:: What needs to be done ::
Rewrite only the records starting at the first line and ending at the line that contains "point(223, 232)", changing "beige stone surface" to "gray stone surface" and keeping everything else unchanged.

:: Information shown ::
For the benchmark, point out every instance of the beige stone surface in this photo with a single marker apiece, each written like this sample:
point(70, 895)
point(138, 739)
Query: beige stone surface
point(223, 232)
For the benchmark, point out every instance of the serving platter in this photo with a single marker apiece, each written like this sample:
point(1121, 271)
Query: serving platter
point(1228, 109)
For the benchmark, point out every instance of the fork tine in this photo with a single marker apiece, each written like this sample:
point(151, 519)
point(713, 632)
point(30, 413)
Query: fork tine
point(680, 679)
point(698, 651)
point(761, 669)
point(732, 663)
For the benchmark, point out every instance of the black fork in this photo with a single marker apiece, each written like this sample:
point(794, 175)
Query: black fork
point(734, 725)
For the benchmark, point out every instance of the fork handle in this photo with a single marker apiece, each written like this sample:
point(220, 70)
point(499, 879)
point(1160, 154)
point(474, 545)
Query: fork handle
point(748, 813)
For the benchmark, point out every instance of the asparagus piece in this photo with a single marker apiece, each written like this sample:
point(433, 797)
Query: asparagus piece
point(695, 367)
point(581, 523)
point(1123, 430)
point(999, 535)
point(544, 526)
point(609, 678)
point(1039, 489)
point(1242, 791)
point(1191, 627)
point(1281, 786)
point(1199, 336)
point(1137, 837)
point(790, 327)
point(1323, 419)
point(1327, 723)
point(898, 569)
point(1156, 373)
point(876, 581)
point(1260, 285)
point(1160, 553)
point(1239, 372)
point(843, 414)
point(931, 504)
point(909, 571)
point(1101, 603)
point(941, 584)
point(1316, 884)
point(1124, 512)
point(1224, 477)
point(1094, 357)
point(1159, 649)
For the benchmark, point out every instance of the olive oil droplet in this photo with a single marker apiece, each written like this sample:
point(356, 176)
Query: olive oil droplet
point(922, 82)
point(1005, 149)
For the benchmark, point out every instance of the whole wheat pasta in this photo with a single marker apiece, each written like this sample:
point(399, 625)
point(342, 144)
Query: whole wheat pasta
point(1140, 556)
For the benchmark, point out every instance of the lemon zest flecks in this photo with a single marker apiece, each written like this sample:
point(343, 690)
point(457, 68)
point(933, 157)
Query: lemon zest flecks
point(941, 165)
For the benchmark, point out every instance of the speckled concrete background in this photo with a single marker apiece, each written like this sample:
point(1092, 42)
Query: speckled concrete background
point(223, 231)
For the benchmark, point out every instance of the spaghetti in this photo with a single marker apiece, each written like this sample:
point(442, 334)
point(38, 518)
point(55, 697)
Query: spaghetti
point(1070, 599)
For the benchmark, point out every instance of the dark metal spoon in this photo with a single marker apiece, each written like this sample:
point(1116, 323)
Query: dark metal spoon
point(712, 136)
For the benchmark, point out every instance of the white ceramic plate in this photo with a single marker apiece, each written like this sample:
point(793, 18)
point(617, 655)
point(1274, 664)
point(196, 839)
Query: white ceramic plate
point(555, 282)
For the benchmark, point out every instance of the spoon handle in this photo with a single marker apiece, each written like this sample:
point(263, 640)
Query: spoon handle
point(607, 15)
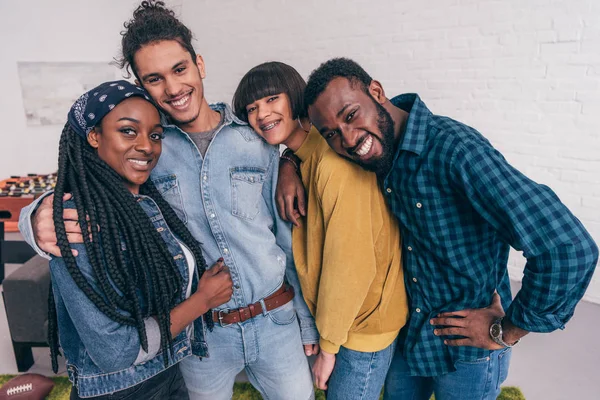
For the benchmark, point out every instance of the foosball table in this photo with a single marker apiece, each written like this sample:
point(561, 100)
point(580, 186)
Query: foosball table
point(16, 193)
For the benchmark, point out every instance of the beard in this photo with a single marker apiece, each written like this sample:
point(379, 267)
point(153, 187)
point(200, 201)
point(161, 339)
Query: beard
point(385, 124)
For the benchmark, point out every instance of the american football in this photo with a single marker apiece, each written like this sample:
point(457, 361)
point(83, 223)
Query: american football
point(26, 387)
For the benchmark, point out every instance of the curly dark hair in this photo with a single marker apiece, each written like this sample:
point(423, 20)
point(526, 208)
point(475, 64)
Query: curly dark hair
point(151, 22)
point(328, 71)
point(146, 274)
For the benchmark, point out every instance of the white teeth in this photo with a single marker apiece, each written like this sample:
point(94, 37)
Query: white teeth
point(181, 101)
point(270, 126)
point(364, 149)
point(139, 162)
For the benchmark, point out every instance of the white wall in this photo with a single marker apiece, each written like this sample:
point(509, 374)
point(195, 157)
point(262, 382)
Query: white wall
point(525, 73)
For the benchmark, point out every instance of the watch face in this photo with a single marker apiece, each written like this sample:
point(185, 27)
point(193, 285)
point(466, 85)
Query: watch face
point(495, 330)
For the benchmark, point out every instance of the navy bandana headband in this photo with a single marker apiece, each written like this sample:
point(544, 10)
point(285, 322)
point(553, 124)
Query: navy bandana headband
point(92, 106)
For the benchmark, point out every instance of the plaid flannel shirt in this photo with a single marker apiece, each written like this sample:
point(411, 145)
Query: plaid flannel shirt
point(461, 206)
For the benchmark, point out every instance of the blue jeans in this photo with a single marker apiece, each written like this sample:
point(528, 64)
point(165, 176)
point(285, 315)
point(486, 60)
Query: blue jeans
point(359, 375)
point(472, 380)
point(167, 385)
point(268, 347)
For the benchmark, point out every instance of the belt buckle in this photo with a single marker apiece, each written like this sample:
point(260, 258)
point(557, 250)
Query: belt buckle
point(220, 315)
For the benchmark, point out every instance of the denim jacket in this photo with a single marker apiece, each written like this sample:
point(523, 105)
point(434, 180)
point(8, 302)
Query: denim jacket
point(104, 356)
point(227, 201)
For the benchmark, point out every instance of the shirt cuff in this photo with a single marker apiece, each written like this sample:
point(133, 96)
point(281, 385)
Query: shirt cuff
point(328, 346)
point(153, 335)
point(531, 321)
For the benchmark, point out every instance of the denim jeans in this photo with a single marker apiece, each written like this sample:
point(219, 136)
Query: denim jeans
point(472, 380)
point(167, 385)
point(267, 346)
point(359, 375)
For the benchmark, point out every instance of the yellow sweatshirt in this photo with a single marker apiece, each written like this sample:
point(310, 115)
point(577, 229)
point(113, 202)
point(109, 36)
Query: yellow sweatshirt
point(347, 253)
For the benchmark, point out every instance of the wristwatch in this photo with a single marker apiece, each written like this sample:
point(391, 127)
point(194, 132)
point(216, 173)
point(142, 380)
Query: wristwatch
point(496, 333)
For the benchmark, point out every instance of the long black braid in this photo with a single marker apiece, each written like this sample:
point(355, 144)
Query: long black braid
point(147, 269)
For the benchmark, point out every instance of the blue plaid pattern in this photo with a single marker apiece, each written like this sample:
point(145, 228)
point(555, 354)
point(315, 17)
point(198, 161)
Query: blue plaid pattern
point(461, 206)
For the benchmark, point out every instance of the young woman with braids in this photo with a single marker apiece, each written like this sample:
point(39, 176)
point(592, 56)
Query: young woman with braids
point(123, 303)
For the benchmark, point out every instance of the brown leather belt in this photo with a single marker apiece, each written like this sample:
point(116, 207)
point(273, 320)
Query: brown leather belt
point(282, 296)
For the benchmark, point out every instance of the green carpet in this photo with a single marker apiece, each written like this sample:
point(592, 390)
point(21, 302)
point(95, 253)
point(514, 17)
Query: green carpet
point(241, 391)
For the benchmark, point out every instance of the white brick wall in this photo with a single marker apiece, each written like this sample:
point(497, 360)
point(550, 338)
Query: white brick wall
point(525, 73)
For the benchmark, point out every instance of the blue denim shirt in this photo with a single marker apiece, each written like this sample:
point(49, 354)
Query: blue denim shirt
point(104, 356)
point(227, 201)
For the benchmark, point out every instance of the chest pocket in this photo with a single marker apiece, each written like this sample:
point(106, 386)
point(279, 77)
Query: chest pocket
point(246, 189)
point(168, 187)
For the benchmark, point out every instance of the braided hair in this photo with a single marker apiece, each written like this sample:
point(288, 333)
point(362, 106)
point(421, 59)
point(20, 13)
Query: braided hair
point(147, 269)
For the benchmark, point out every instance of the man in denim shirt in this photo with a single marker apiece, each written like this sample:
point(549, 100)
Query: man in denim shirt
point(220, 177)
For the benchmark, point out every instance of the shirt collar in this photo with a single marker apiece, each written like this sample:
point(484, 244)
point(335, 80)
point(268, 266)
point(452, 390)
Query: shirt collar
point(223, 108)
point(416, 130)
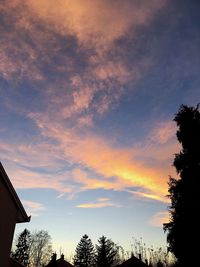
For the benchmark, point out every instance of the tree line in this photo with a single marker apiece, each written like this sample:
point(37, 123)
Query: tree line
point(35, 250)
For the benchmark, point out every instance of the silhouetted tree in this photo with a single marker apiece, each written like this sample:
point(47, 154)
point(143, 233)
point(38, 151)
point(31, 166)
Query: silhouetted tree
point(84, 254)
point(183, 226)
point(21, 253)
point(107, 253)
point(40, 248)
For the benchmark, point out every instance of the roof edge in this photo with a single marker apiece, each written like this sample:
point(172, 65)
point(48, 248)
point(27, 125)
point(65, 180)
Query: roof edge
point(24, 217)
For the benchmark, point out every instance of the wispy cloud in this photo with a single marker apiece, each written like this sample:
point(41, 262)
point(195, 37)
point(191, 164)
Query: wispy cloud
point(100, 203)
point(95, 163)
point(159, 218)
point(69, 52)
point(33, 208)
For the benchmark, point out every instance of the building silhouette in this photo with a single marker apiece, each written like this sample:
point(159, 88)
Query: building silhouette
point(12, 212)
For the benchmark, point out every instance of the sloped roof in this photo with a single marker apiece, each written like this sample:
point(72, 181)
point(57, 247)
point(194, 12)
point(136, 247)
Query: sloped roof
point(21, 216)
point(58, 263)
point(133, 262)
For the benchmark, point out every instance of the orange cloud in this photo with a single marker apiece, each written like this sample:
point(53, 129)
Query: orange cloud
point(102, 203)
point(94, 22)
point(119, 168)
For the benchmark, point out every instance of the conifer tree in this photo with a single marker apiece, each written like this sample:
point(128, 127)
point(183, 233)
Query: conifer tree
point(183, 227)
point(84, 254)
point(107, 253)
point(21, 253)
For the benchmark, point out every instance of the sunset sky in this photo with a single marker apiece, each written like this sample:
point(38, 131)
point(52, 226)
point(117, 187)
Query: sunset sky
point(88, 93)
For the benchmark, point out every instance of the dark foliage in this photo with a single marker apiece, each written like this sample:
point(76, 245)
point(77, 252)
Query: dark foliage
point(107, 253)
point(84, 254)
point(183, 227)
point(21, 253)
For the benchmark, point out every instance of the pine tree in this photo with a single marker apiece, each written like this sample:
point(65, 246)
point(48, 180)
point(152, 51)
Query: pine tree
point(84, 255)
point(21, 253)
point(107, 253)
point(183, 227)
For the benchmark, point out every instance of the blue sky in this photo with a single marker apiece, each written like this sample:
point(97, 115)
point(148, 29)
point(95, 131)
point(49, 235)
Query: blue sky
point(88, 93)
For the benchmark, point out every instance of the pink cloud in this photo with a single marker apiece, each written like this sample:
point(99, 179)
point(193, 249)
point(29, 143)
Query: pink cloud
point(33, 208)
point(159, 218)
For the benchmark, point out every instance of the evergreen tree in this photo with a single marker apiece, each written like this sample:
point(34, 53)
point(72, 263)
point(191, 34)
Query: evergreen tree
point(183, 226)
point(84, 255)
point(21, 253)
point(107, 253)
point(40, 248)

:: Task solution ::
For the benchmark, point out every instance of the gray stone surface in this photo with a single marker apiece, each written like this sample:
point(70, 895)
point(138, 739)
Query: gray stone surface
point(223, 232)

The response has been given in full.